Task to carry out: Please give the listing again, word for word, with nothing left out.

Material to process:

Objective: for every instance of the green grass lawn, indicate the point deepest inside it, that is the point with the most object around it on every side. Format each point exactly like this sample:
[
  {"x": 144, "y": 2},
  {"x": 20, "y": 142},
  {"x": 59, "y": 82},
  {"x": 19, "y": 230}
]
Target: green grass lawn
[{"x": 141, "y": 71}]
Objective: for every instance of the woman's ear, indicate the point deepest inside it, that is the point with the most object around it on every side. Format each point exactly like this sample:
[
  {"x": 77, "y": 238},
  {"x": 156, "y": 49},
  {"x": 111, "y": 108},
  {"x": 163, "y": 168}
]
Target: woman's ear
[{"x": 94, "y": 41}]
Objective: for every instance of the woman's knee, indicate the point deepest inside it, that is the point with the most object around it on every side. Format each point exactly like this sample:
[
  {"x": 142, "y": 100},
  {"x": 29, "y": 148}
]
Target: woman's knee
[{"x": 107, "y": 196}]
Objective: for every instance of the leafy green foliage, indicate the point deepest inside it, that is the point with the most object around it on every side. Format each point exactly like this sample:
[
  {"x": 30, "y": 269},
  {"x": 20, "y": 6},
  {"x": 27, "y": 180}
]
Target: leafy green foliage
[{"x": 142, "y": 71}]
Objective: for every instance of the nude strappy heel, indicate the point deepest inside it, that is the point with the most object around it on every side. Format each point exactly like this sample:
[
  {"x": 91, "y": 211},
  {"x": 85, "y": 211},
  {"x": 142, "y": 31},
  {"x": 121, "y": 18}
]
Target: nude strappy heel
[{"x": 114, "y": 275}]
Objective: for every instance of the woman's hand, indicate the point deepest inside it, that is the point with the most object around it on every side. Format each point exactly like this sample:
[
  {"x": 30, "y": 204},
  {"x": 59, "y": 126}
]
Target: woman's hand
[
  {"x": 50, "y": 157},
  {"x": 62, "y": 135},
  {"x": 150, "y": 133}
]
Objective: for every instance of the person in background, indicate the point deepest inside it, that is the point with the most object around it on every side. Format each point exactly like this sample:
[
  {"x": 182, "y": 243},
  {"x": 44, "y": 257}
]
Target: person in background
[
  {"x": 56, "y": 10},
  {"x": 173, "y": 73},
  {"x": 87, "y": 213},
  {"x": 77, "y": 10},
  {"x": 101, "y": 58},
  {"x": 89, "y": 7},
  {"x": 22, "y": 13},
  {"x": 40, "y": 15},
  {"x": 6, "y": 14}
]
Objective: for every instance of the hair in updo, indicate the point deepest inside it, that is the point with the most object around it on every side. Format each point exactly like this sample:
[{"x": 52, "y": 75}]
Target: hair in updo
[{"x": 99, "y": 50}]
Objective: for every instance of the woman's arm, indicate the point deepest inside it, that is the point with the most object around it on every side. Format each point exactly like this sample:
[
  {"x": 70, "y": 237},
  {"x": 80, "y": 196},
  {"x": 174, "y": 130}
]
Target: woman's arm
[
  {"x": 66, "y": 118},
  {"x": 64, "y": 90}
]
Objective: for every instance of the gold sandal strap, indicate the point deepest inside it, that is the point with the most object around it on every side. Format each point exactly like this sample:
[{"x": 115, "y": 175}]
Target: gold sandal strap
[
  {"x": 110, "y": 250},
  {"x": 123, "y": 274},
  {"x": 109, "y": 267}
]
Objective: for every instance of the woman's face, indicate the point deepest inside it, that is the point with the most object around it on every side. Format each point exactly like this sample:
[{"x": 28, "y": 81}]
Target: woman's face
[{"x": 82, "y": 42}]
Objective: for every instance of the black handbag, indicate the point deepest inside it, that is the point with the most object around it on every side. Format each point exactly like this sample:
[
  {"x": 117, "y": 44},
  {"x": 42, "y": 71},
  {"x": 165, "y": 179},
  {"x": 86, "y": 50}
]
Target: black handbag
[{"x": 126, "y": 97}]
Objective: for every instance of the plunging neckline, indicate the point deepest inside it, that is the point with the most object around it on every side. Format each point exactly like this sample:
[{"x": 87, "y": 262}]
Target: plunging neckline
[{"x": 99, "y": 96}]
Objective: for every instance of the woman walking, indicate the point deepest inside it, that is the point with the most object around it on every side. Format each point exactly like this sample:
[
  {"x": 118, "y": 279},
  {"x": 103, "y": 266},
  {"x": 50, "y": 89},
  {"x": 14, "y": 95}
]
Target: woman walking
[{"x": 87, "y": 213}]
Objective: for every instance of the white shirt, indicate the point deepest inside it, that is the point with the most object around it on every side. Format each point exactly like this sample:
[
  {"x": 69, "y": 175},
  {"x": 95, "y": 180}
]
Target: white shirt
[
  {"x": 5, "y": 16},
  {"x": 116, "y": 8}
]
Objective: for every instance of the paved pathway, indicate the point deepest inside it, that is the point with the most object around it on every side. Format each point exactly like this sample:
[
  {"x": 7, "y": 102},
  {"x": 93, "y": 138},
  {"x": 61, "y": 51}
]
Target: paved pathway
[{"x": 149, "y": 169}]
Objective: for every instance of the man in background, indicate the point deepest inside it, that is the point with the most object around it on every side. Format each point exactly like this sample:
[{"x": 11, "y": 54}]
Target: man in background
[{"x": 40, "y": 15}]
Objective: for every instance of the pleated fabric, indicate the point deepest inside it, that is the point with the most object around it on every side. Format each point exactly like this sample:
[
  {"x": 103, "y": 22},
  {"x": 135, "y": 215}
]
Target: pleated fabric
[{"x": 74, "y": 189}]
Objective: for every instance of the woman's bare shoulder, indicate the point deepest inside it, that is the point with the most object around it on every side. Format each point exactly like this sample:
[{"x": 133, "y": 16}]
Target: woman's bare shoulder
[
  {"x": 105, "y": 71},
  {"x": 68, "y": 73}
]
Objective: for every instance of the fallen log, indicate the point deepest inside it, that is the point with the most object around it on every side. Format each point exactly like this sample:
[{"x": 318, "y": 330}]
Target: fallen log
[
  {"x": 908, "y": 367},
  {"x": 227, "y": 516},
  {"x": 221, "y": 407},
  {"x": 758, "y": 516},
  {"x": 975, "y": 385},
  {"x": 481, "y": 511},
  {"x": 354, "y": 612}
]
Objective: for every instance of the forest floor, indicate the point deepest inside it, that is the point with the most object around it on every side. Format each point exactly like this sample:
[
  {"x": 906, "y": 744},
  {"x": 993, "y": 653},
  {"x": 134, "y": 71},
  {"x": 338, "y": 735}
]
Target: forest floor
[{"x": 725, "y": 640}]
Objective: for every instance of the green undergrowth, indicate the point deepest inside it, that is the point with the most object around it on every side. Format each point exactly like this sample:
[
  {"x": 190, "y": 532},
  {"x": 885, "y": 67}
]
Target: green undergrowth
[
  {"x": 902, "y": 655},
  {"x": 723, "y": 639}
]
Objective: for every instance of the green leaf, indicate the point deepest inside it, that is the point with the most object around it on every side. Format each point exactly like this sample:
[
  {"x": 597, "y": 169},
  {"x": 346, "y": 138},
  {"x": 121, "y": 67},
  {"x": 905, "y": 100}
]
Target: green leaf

Finished exercise:
Objective: for every instance of the green grass lawn, indicate the point deepest inside it, that is the point with the most object around it on every side. Format each point exactly like this sample:
[
  {"x": 144, "y": 2},
  {"x": 20, "y": 142},
  {"x": 59, "y": 82},
  {"x": 19, "y": 230}
]
Target: green grass lawn
[{"x": 141, "y": 71}]
Objective: for every instance of the woman's ear, indicate the point deepest inside it, that is the point with the most object around it on every side. Format each point exactly like this sample:
[
  {"x": 77, "y": 238},
  {"x": 156, "y": 49},
  {"x": 111, "y": 108},
  {"x": 163, "y": 168}
]
Target: woman's ear
[{"x": 94, "y": 41}]
Objective: for every instance of the woman's knee, indicate the point deepest inside it, that is the point with the most object around it on every side. Format each point exactly like this sample:
[
  {"x": 142, "y": 100},
  {"x": 29, "y": 148}
]
Target: woman's knee
[{"x": 107, "y": 196}]
Objective: for every instance of the leafy green foliage, indicate the point deepest inside it, that is the point with the most object around it on every side. Format each point exactly like this sample:
[
  {"x": 30, "y": 269},
  {"x": 20, "y": 6},
  {"x": 27, "y": 180}
]
Target: leafy green foliage
[{"x": 142, "y": 71}]
Objective: for every instance of the nude strappy heel, indicate the point deepest inside it, that is the point with the most object around it on every side. Format each point exactly like this sample:
[
  {"x": 91, "y": 211},
  {"x": 85, "y": 211},
  {"x": 142, "y": 31},
  {"x": 121, "y": 18}
]
Target: nude strappy heel
[{"x": 114, "y": 275}]
Objective: for every instance of the woman's hand, indicate the point deepest inside it, that is the point with the most object around it on every side. Format each point exactly like this sample:
[
  {"x": 30, "y": 204},
  {"x": 59, "y": 126}
]
Target: woman's hand
[
  {"x": 50, "y": 157},
  {"x": 62, "y": 135},
  {"x": 150, "y": 133}
]
Objective: for every instance of the person in background, indicate the point deepest inside it, that is the point with the most object around it on every side. Format each point exactly like this sample:
[
  {"x": 182, "y": 243},
  {"x": 44, "y": 257}
]
Target: person in background
[
  {"x": 56, "y": 10},
  {"x": 173, "y": 73},
  {"x": 87, "y": 213},
  {"x": 77, "y": 10},
  {"x": 101, "y": 58},
  {"x": 89, "y": 7},
  {"x": 22, "y": 13},
  {"x": 40, "y": 15},
  {"x": 6, "y": 14}
]
Objective: for every instance of the hair in updo, indicate the point deepest inside it, that is the point with the most object around it on every side. Format each point exactly like this sample:
[{"x": 52, "y": 75}]
Target: hair in updo
[{"x": 99, "y": 50}]
Objective: for every instance of the woman's arm, indicate the point deepest inside it, that is the point with the most object around it on every side. Format each point exactly like this sample:
[
  {"x": 70, "y": 237},
  {"x": 80, "y": 196},
  {"x": 174, "y": 130}
]
Target: woman's arm
[
  {"x": 66, "y": 118},
  {"x": 64, "y": 90}
]
Objective: for every instance of the gold sandal strap, indicate the point deepest inside it, that is the point with the most object around it on every side. Format each point exactly like this sample:
[{"x": 115, "y": 175}]
Target: gold sandal strap
[
  {"x": 110, "y": 250},
  {"x": 123, "y": 274},
  {"x": 109, "y": 267}
]
Objective: for every instance of the woman's face, indicate the point deepest inside it, that is the point with the most object around it on every side. Format each point exactly like this sample:
[{"x": 28, "y": 81}]
Target: woman's face
[{"x": 82, "y": 42}]
Objective: for every instance of the black handbag, indicate the point deepest inside it, that is the point with the most object around it on every side. Format each point exactly like this sample:
[
  {"x": 117, "y": 44},
  {"x": 42, "y": 71},
  {"x": 165, "y": 179},
  {"x": 86, "y": 50}
]
Target: black handbag
[{"x": 126, "y": 97}]
Objective: for every instance of the plunging neckline, indicate the point deepest inside it, that is the point with the most object around it on every side. Format each point exactly like this sample:
[{"x": 87, "y": 262}]
Target: plunging neckline
[{"x": 99, "y": 96}]
Objective: for every instance of the woman walking, indicate the point deepest inside it, that is the point with the most object around it on every side. Format each point exactly like this sample:
[
  {"x": 118, "y": 279},
  {"x": 103, "y": 266},
  {"x": 50, "y": 89},
  {"x": 14, "y": 95}
]
Target: woman walking
[{"x": 87, "y": 213}]
Objective: for every instance of the white shirt, indicate the point deepest inside it, that is the point with the most object around it on every side. Format each point exactly like this sample:
[
  {"x": 69, "y": 175},
  {"x": 95, "y": 180}
]
Target: white shirt
[
  {"x": 5, "y": 16},
  {"x": 116, "y": 8}
]
Objective: for every instance of the paved pathway, indicate the point deepest inside it, that is the point with the most object around it on every side. Format each point exactly like this sample:
[
  {"x": 7, "y": 102},
  {"x": 93, "y": 138},
  {"x": 61, "y": 51}
]
Target: paved pathway
[{"x": 149, "y": 169}]
Objective: for every instance of the man in background, indicate the point deepest inside it, that is the point with the most object around it on every side. Format each point exactly like this sample:
[{"x": 11, "y": 54}]
Target: man in background
[{"x": 40, "y": 15}]
Objective: for every instance of the pleated fabric, indicate the point deepest inside it, that is the point with the most object around it on every side. Format each point exactly like this sample:
[
  {"x": 103, "y": 22},
  {"x": 135, "y": 215}
]
Target: pleated fabric
[{"x": 74, "y": 189}]
Objective: for every instance of the woman's bare shoulder, indicate the point deepest inside it, that is the point with the most object around it on every side. Format each point exactly like this sample:
[{"x": 133, "y": 16}]
Target: woman's bare shoulder
[
  {"x": 105, "y": 71},
  {"x": 68, "y": 73}
]
Objective: for every instance of the fallen log, indicate the point deepest inside it, that is the point with the most object around it on every side. Format each point exactly like this sample:
[{"x": 318, "y": 330}]
Target: fallen log
[
  {"x": 908, "y": 367},
  {"x": 227, "y": 516},
  {"x": 221, "y": 407},
  {"x": 758, "y": 516},
  {"x": 975, "y": 385},
  {"x": 481, "y": 511},
  {"x": 354, "y": 612}
]
Objective: for every instance of the forest floor, indicate the point deepest inside it, that is the point with the most object around it on every side. Format each point exactly like this sample:
[
  {"x": 906, "y": 744},
  {"x": 993, "y": 653},
  {"x": 134, "y": 71},
  {"x": 338, "y": 735}
]
Target: forest floor
[{"x": 725, "y": 640}]
Objective: for every instance of the green undergrowth, indicate the point deepest inside it, that is the point with the most object around it on every side. Format each point exactly like this sample:
[
  {"x": 190, "y": 532},
  {"x": 885, "y": 67}
]
Target: green undergrowth
[
  {"x": 902, "y": 655},
  {"x": 723, "y": 639}
]
Objective: for every instance of the green leaf, indicate the point deepest inside it, that is the point with the most object around it on every side. Format each point exactly like this sample:
[
  {"x": 597, "y": 169},
  {"x": 346, "y": 138},
  {"x": 121, "y": 67},
  {"x": 905, "y": 100}
]
Target: green leaf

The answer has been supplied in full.